§ **Extrait choisi**
%%

Huile d’antimoine, d’arsenic, de Jupiter, de Mars, de Mercure, de Saturne, de Vénus. Ce sont des noms qu’on a donnés à des liqueurs épaisses, denses, approchant, quoique d’une maniere fort éloignée, de la consistence de l’huile commune, & qui sont des dissolutions des substances métalliques, dont chacune porte le nom dans divers acides. Voyez les articles particuliers des ces substances métalliques.

Huile de chaux. C’est le nom ordinaire du sel neutre, formé par l’union de l’acide marin & de la chaux, lorsqu’il est sous la forme d’une liqueur concentrée. Voyez Chaux (Chimie.)

Huile de tartre, huile de tartre par défaillance. On appelle communément ainsi le sel de tartre ou alkali-fixe ordinaire en état de défaillance ou deliquium. Voyez Tartre.

Huile de vitriol. C’est le nom vulgaire de l’acide vitriolique concentré. Voyez Vitriol. (b)

Falsification des huiles essentielles. Les huiles essentielles peuvent être falsifiées par le mélange d’une huile par expression, par celui d’un esprit de vin, ou par celui d’autres huiles essentielles.

Les huiles essentielles des aromates des Indes, que

les Hollandois nous vendent très-cher, sortent rarement de leurs boutiques sans quelque falsification. L’huile de cannelle, celle de girofle, de macis & de muscade, sont ordinairement mêlées d’huile d’amandes ou d’huile de ben. Cette fraude se découvre aisément : on n’a qu’à tenter de dissoudre dans l’esprit-de-vin une huile ainsi falsifiée ; car, comme l’esprit-de-vin est le menstrue des huiles essentielles, & qu’il ne touche point aux huiles par expression, il enlevera toute l’huile essentielle, & laissera au fond du vaisseau dans lequel on fera l’expérience, l’huile par expression très-pure, très-reconnoissable, & souvent en une quantité très-considérable.

Des fripons plus adroits mêlent l’huile de cannelle ou de girofle avec une quantité très-considérable d’esprit-de-vin : ce mélange peut être porté jusqu’à parties égales de chaque liqueur ; & il retient encore, à cette proportion, la couleur & l’odeur qui sont propres à ces huiles essentielles. Il n’est pas plus difficile de reconnoître cette fraude que la précédente. Si on noye d’une grande quantité d’eau une huile essentielle fourrée d’esprit-de-vin, on produit une liqueur laiteuse ; au lieu que ces mêmes huiles nagent sur l’eau, & s’en séparent sans la blanchir lorsqu’elles ne renferment point d’esprit-de-vin.

%%

§ **Travail à faire**
1. D'après l'extrait choisi, de quoi l'huile de vitriol est-elle le nom vulgaire ?
2. Recopiez le passage de l'extrait choisi qui commence par « Huile de tartre, huile » et se poursuit jusqu'à « Voyez Vitriol. (b) », en substituant « déliquescence » à « défaillance ».
Les lignes qui suivent ne sont d'aucune utilité ici.

§ **Lignes fournies**
%%

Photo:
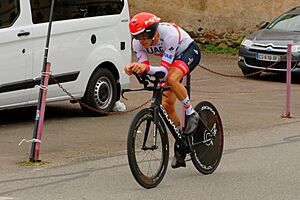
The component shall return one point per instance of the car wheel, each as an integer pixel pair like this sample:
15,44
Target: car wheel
251,72
101,92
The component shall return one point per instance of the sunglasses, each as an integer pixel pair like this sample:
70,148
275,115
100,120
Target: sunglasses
142,36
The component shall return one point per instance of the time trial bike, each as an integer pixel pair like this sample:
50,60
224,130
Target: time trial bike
148,143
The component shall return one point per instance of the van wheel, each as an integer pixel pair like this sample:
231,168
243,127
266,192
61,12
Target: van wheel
101,92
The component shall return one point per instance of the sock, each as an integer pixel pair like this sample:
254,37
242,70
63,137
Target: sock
188,107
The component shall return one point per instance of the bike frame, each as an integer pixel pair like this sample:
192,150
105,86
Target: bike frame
158,110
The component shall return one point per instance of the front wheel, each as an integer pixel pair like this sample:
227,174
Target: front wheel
208,152
147,149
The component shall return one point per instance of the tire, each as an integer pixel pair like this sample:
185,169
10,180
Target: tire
148,166
101,92
248,72
207,156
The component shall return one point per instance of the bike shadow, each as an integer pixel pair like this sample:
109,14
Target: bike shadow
274,77
53,111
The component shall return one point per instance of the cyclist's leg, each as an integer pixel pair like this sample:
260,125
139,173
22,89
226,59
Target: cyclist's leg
168,103
175,74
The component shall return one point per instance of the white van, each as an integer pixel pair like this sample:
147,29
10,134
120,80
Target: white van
90,45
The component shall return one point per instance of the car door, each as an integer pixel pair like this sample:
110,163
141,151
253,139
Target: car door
15,54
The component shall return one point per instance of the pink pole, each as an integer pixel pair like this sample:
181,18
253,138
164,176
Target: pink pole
41,113
288,81
183,109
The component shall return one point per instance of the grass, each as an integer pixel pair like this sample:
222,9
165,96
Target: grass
220,50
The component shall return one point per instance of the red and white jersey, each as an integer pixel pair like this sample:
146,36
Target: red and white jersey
172,42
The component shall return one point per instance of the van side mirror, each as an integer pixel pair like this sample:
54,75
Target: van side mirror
264,25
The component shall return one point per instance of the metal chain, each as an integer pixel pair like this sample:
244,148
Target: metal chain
94,109
240,76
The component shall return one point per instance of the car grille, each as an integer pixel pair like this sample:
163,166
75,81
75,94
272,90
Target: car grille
264,64
267,52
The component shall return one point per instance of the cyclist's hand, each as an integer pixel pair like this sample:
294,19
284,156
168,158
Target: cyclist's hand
139,68
128,69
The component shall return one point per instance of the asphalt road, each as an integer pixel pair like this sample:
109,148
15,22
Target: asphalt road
87,155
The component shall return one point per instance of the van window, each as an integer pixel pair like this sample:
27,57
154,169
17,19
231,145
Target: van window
72,9
9,12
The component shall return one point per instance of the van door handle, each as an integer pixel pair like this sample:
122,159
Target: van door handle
23,33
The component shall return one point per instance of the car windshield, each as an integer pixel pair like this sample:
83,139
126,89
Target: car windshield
286,22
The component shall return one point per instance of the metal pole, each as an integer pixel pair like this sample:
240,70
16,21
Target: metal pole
288,82
37,133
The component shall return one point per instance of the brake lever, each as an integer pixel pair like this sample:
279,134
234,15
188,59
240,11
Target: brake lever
122,93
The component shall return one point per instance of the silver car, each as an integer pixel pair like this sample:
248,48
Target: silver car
266,49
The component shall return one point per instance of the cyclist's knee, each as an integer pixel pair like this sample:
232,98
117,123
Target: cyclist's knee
172,80
169,108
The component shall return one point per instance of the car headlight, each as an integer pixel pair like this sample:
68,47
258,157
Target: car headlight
296,48
247,43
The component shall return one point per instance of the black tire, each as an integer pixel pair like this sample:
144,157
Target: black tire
251,72
101,92
148,166
207,156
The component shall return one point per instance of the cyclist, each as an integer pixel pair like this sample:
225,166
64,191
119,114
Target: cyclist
180,55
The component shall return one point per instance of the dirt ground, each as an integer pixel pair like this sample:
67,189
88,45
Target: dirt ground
69,136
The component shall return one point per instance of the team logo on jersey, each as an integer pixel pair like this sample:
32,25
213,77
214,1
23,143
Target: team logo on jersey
171,49
155,50
168,56
140,57
190,61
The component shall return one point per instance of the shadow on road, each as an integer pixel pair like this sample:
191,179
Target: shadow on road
281,78
27,114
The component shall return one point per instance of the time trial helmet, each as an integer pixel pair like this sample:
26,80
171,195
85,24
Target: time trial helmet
143,25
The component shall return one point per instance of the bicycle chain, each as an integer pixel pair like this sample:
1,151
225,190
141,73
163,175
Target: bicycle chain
93,109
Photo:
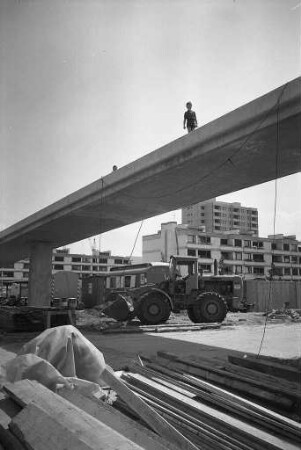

%%

§ **Réponses par exercice**
1. De l'acide vitriolique concentré.

2.
Huile de tartre, huile de tartre par déliquescence. On appelle communément ainsi le sel de tartre ou alkali-fixe ordinaire en état de déliquescence ou deliquium. Voyez Tartre.

Huile de vitriol. C’est le nom vulgaire de l’acide vitriolique concentré. Voyez Vitriol. (b)